» Task item
Show every line of the records below that contains the word "this".

◇ ◇ ◇ ◇ ◇ ◇ ◇

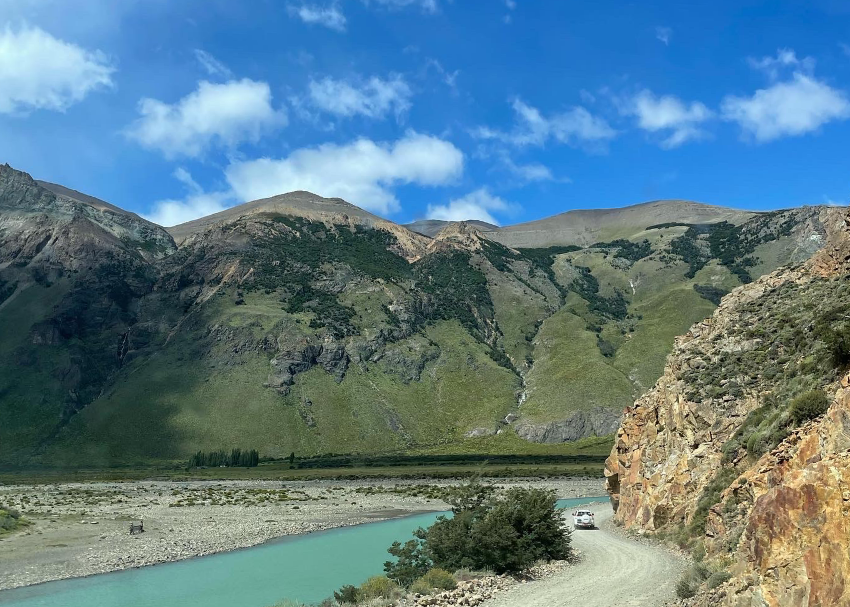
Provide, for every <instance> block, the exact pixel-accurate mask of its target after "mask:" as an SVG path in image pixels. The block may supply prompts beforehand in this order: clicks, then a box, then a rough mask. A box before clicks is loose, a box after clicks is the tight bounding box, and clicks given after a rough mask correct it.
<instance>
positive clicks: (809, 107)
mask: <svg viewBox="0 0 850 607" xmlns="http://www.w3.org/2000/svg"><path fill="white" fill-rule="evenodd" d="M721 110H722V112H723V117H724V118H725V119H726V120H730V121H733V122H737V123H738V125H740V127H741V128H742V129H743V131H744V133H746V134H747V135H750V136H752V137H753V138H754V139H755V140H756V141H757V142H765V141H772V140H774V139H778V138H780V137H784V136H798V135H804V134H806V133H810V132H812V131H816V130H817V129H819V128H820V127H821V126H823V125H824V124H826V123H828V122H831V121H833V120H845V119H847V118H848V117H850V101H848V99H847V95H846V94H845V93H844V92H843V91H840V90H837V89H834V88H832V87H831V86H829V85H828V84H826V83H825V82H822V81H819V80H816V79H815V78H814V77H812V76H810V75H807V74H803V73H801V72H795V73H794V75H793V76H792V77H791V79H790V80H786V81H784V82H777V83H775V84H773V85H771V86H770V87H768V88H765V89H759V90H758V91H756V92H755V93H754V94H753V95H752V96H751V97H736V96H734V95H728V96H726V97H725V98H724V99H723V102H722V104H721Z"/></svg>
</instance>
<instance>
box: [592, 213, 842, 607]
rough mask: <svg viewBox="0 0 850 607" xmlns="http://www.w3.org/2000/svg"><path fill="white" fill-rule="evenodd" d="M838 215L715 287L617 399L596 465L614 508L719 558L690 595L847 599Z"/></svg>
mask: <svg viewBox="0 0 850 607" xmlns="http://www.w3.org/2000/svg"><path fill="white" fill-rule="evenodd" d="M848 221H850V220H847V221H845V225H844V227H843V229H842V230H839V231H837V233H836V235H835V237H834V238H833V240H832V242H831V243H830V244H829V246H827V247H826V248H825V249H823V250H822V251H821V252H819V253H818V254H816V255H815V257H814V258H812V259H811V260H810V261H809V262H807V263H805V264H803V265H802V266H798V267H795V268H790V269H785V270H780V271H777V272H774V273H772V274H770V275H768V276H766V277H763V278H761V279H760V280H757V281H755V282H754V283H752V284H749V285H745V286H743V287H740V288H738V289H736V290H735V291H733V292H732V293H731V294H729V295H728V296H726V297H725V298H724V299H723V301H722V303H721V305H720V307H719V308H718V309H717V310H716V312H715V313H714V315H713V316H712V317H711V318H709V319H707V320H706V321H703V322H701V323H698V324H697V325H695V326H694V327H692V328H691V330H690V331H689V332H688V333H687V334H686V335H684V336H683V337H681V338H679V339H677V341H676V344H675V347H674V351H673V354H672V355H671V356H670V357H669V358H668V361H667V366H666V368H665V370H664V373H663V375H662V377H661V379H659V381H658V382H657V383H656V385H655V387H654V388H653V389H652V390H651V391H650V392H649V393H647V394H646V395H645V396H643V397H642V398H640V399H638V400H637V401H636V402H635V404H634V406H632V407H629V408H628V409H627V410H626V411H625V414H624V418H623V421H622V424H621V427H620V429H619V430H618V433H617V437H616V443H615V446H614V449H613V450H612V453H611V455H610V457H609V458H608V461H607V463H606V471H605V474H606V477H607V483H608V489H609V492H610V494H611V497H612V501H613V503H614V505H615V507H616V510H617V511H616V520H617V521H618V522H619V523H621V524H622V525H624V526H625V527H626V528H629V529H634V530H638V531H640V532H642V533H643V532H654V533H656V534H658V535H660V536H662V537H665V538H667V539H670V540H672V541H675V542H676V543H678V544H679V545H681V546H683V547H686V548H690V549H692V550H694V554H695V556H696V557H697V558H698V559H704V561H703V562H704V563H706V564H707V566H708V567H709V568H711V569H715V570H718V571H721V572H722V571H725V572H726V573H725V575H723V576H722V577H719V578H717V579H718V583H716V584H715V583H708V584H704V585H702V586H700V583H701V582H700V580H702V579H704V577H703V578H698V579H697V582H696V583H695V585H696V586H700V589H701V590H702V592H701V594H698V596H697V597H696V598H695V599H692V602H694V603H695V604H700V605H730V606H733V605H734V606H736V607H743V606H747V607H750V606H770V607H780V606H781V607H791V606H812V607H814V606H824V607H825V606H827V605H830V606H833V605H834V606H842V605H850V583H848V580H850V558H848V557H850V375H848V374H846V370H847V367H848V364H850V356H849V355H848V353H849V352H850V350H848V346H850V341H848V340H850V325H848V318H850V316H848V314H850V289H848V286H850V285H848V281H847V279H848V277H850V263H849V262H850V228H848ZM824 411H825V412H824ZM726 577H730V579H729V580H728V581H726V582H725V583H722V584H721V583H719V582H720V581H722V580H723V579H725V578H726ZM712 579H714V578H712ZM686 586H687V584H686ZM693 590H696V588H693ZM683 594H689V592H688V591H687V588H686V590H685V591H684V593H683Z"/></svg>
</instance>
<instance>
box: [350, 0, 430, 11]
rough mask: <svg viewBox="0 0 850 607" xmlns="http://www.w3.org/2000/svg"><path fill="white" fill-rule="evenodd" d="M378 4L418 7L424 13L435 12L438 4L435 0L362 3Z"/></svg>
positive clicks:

◇ ◇ ◇ ◇ ◇ ◇ ◇

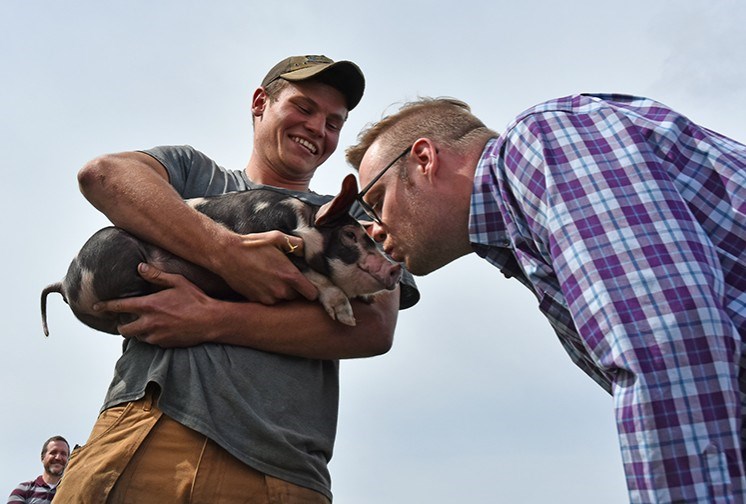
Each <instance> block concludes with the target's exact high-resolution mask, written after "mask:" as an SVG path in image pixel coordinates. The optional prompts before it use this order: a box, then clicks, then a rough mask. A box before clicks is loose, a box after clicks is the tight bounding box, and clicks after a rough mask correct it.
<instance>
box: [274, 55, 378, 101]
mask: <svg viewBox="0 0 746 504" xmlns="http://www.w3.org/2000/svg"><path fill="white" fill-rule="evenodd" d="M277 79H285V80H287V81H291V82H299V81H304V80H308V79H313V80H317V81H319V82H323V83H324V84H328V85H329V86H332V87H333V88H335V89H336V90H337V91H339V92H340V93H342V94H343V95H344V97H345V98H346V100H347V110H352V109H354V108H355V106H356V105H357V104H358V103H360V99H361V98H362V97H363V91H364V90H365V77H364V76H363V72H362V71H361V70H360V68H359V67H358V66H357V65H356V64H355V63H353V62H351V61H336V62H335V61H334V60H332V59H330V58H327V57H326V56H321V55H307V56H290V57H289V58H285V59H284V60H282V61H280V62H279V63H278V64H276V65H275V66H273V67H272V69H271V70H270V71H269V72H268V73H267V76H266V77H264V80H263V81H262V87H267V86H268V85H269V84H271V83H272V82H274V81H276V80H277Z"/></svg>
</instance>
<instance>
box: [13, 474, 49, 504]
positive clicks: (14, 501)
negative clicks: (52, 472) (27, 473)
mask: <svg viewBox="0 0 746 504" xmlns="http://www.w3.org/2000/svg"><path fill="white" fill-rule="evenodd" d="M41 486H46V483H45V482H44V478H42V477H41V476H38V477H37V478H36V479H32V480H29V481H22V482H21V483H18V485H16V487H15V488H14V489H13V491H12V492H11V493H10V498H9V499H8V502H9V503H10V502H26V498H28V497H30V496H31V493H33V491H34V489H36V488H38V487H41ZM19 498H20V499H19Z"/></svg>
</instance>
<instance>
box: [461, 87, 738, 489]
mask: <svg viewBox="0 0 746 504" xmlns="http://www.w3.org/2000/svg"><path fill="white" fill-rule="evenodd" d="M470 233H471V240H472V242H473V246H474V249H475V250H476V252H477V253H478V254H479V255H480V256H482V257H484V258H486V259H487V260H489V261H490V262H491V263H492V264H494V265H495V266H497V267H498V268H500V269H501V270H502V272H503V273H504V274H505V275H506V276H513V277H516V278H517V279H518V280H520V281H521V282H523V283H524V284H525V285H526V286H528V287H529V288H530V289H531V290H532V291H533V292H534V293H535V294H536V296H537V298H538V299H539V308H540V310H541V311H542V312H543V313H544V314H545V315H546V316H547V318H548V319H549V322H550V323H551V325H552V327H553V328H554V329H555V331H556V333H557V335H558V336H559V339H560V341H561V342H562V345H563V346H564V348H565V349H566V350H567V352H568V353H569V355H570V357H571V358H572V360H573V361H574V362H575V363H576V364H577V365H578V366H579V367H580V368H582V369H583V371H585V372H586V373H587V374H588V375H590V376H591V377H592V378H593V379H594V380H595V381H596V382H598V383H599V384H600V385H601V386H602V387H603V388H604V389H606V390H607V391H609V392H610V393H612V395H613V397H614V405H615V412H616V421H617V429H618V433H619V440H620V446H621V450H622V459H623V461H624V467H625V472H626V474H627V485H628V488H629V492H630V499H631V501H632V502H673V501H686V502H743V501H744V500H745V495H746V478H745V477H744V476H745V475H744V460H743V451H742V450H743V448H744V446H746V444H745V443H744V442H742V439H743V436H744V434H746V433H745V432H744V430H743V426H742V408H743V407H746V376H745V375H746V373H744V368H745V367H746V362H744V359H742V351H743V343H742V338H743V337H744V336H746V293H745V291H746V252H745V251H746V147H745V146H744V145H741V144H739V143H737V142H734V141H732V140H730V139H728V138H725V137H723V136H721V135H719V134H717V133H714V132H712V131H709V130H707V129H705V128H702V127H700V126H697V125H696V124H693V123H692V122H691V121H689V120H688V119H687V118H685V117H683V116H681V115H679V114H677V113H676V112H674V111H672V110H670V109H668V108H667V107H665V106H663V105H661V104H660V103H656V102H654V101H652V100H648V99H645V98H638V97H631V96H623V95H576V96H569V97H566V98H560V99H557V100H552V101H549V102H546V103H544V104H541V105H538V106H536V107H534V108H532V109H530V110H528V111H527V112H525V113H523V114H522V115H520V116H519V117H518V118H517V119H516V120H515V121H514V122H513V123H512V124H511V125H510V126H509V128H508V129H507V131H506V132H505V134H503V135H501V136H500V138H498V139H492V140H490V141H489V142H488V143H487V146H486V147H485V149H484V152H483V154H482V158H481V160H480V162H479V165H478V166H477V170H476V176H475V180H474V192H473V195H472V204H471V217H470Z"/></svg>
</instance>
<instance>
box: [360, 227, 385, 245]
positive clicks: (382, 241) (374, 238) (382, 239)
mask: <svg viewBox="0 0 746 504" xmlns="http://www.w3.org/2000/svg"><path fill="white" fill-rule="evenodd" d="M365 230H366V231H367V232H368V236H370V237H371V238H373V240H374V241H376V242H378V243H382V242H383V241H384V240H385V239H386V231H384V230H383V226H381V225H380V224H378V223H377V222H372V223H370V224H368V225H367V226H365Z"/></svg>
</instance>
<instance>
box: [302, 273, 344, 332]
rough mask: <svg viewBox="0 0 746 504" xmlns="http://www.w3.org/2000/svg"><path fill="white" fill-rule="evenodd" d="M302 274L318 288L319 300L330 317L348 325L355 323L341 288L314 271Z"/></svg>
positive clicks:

◇ ◇ ◇ ◇ ◇ ◇ ◇

» Task solution
Provide, for every <instance> block, the exact pixel-accurate mask of its target after "mask:" as an SVG path in image pixels. The block may supply prompts beforehand in this order: clicks, then a box, then a rough mask. A box before clicks is loose, a box after clicks is the tight bounding box, and clicks given after a rough mask correct it.
Each <instance> block concludes with the target's exact high-resolution mask, written after "mask:" as an SVG path in image pixel coordinates. The optional prompts before it use this order: a box, then clicks, then a rough mask. A box before clicks is loose, a box after clicks is the tight bounding box, and clicks after a rough mask correct it.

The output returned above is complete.